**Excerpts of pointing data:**
---*---
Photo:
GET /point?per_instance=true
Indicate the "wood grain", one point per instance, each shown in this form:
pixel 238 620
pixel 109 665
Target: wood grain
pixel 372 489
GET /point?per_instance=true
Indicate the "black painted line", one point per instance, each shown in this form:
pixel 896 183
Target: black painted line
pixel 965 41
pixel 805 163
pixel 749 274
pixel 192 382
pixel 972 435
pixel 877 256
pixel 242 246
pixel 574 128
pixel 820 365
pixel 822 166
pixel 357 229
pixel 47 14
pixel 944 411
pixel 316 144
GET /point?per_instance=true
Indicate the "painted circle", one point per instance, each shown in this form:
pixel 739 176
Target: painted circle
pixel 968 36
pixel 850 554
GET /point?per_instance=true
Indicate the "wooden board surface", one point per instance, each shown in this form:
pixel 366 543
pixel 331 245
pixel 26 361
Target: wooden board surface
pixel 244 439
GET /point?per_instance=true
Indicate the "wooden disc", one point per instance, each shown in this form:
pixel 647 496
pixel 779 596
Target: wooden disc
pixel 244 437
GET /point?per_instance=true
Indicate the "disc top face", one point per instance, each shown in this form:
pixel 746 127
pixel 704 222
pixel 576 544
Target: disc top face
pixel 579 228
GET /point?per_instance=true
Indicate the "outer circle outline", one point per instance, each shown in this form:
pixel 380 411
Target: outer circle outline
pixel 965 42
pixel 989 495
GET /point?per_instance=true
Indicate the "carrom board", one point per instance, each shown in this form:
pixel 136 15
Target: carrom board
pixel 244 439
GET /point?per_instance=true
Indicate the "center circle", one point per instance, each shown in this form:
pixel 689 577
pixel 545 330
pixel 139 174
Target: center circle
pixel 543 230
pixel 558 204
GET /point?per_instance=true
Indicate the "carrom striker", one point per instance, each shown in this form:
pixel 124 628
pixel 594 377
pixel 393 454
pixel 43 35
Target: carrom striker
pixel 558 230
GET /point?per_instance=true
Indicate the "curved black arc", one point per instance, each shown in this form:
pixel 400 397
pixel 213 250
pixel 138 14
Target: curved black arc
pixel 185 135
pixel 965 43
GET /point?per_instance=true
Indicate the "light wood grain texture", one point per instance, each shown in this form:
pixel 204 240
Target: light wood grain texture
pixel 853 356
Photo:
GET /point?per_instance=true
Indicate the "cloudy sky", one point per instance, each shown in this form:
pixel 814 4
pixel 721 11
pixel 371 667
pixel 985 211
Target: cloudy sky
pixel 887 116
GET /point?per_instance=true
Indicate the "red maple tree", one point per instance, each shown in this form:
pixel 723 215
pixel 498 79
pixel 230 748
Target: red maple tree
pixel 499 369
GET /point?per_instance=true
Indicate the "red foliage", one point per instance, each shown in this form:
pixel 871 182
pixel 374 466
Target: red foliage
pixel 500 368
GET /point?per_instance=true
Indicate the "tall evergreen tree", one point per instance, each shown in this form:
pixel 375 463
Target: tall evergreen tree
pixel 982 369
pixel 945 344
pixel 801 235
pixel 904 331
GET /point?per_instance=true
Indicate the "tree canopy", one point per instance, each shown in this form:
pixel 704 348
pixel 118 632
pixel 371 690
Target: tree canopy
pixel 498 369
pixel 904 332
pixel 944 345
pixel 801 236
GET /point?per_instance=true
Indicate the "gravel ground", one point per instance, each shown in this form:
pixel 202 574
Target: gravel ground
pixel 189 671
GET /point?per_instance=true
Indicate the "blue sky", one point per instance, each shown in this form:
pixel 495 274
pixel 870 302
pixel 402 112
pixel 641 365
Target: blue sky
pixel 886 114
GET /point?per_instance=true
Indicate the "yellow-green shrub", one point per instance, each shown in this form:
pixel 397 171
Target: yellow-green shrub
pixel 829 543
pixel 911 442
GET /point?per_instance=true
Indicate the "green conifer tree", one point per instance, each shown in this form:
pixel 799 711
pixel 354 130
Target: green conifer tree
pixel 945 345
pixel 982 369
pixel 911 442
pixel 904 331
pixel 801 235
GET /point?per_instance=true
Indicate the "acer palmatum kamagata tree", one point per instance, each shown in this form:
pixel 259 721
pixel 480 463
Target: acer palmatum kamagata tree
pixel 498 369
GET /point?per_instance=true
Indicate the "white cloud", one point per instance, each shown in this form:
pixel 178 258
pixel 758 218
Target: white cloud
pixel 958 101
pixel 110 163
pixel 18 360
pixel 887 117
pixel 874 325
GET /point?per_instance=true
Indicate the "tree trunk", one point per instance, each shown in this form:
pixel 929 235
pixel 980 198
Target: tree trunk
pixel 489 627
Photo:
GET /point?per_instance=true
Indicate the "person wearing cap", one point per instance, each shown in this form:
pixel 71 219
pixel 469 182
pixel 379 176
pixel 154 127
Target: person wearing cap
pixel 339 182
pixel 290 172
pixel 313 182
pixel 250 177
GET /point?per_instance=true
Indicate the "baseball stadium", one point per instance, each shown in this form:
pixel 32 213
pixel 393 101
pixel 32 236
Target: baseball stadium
---*---
**WORK TO COMPLETE:**
Render every line of the listing above as a JSON array of strings, one string per line, omitting blank lines.

**ANSWER FOR THIS EXERCISE:**
[
  "Photo:",
  "GET /point?per_instance=true",
  "Indicate the \"wood grain\", one point per instance, each shown in this form:",
  "pixel 238 620",
  "pixel 109 665",
  "Target: wood grain",
  "pixel 372 489",
  "GET /point?per_instance=true",
  "Indicate the \"black painted line\", one point per instance, each shown in this form:",
  "pixel 896 183",
  "Target: black painted line",
  "pixel 965 41",
  "pixel 805 163",
  "pixel 749 274",
  "pixel 192 382",
  "pixel 972 435",
  "pixel 877 256",
  "pixel 242 246",
  "pixel 574 128",
  "pixel 820 365",
  "pixel 822 166",
  "pixel 357 229",
  "pixel 47 14",
  "pixel 944 411",
  "pixel 316 144",
  "GET /point?per_instance=true",
  "Indicate the \"painted circle\", one point per instance, each shown in this form:",
  "pixel 739 176",
  "Target: painted circle",
  "pixel 968 36",
  "pixel 850 554",
  "GET /point?per_instance=true",
  "Indicate the \"wooden board surface\", one point per instance, each shown in this form:",
  "pixel 366 543",
  "pixel 331 245",
  "pixel 26 361",
  "Target: wooden board surface",
  "pixel 244 439",
  "GET /point?per_instance=true",
  "Indicate the \"wooden disc\", one point per instance, each shown in this form:",
  "pixel 647 496",
  "pixel 779 596",
  "Target: wooden disc",
  "pixel 244 437",
  "GET /point?per_instance=true",
  "Indicate the \"disc top face\", one point per instance, each shown in this form:",
  "pixel 746 127",
  "pixel 704 222",
  "pixel 576 544",
  "Target: disc top face",
  "pixel 579 228",
  "GET /point?per_instance=true",
  "Indicate the \"outer circle outline\", one point per instance, each shown in this form:",
  "pixel 380 411",
  "Target: outer circle outline",
  "pixel 965 42",
  "pixel 989 495",
  "GET /point?per_instance=true",
  "Indicate the \"carrom board\", one point per instance, each shown in this form:",
  "pixel 136 15",
  "Target: carrom board",
  "pixel 244 439",
  "GET /point?per_instance=true",
  "Indicate the \"center circle\", one point per instance, each shown in this form:",
  "pixel 689 577",
  "pixel 545 330",
  "pixel 139 174",
  "Target: center circle",
  "pixel 543 230",
  "pixel 558 204",
  "GET /point?per_instance=true",
  "Indicate the \"carrom striker\", one point per instance, each shown in this form:",
  "pixel 124 628",
  "pixel 594 377",
  "pixel 393 454",
  "pixel 43 35",
  "Target: carrom striker",
  "pixel 558 230",
  "GET /point?per_instance=true",
  "Indicate the \"curved black arc\", one point per instance, each shown in this form:",
  "pixel 400 397",
  "pixel 213 250",
  "pixel 138 14",
  "Target: curved black arc",
  "pixel 185 135",
  "pixel 965 43",
  "GET /point?per_instance=true",
  "Indicate the \"light wood grain texture\", one point per instance, each shown in this form:",
  "pixel 204 240",
  "Target: light wood grain texture",
  "pixel 853 356",
  "Photo:",
  "GET /point?per_instance=true",
  "Indicate the \"cloudy sky\", one point per instance, each shown in this form:",
  "pixel 814 4",
  "pixel 721 11",
  "pixel 371 667",
  "pixel 985 211",
  "Target: cloudy sky",
  "pixel 887 116",
  "GET /point?per_instance=true",
  "Indicate the \"red maple tree\", one point per instance, each shown in this form:",
  "pixel 723 215",
  "pixel 498 79",
  "pixel 230 748",
  "Target: red maple tree",
  "pixel 499 369",
  "GET /point?per_instance=true",
  "Indicate the \"red foliage\", one point per instance, each shown in this form:",
  "pixel 871 182",
  "pixel 374 466",
  "Target: red foliage",
  "pixel 500 368",
  "GET /point?per_instance=true",
  "Indicate the \"tall evergreen tree\", one point per instance, each shown in this form:",
  "pixel 375 463",
  "Target: tall evergreen tree",
  "pixel 982 369",
  "pixel 945 344",
  "pixel 801 235",
  "pixel 904 331",
  "GET /point?per_instance=true",
  "Indicate the \"tree canopy\", one point per instance, each shown in this form:",
  "pixel 704 348",
  "pixel 118 632",
  "pixel 371 690",
  "Target: tree canopy",
  "pixel 498 369",
  "pixel 904 332",
  "pixel 944 345",
  "pixel 801 236",
  "GET /point?per_instance=true",
  "Indicate the \"gravel ground\", one point per instance, each shown in this form:",
  "pixel 202 574",
  "Target: gravel ground",
  "pixel 189 671",
  "GET /point?per_instance=true",
  "Indicate the \"blue sky\", one point per instance, each shown in this form:",
  "pixel 495 274",
  "pixel 870 302",
  "pixel 402 112",
  "pixel 641 365",
  "Target: blue sky",
  "pixel 886 114",
  "GET /point?per_instance=true",
  "Indicate the \"yellow-green shrub\", one point per instance, each shown in this form:",
  "pixel 397 171",
  "Target: yellow-green shrub",
  "pixel 829 543",
  "pixel 911 442",
  "GET /point?per_instance=true",
  "Indicate the \"green conifer tree\", one point per instance, each shown in this form:",
  "pixel 799 711",
  "pixel 354 130",
  "Target: green conifer tree",
  "pixel 945 345",
  "pixel 982 369",
  "pixel 911 442",
  "pixel 904 331",
  "pixel 801 235",
  "GET /point?per_instance=true",
  "Indicate the \"acer palmatum kamagata tree\", one point per instance, each shown in this form:",
  "pixel 259 721",
  "pixel 480 463",
  "Target: acer palmatum kamagata tree",
  "pixel 498 369",
  "GET /point?per_instance=true",
  "Indicate the \"white cloud\", one point per instance, each shown in this form:",
  "pixel 178 258",
  "pixel 758 218",
  "Target: white cloud",
  "pixel 958 101",
  "pixel 110 163",
  "pixel 18 360",
  "pixel 887 117",
  "pixel 874 325",
  "GET /point?per_instance=true",
  "Indicate the \"tree trunk\", one point per instance, each shown in this form:",
  "pixel 929 235",
  "pixel 980 198",
  "Target: tree trunk",
  "pixel 489 627",
  "Photo:",
  "GET /point?per_instance=true",
  "Indicate the \"person wearing cap\", one point per instance, each shown in this form:",
  "pixel 71 219",
  "pixel 469 182",
  "pixel 379 176",
  "pixel 154 127",
  "Target: person wearing cap",
  "pixel 339 182",
  "pixel 290 172",
  "pixel 313 182",
  "pixel 250 177",
  "GET /point?per_instance=true",
  "Indicate the \"baseball stadium\", one point per instance, each shown in this form:",
  "pixel 32 213",
  "pixel 393 101",
  "pixel 32 236",
  "Target: baseball stadium"
]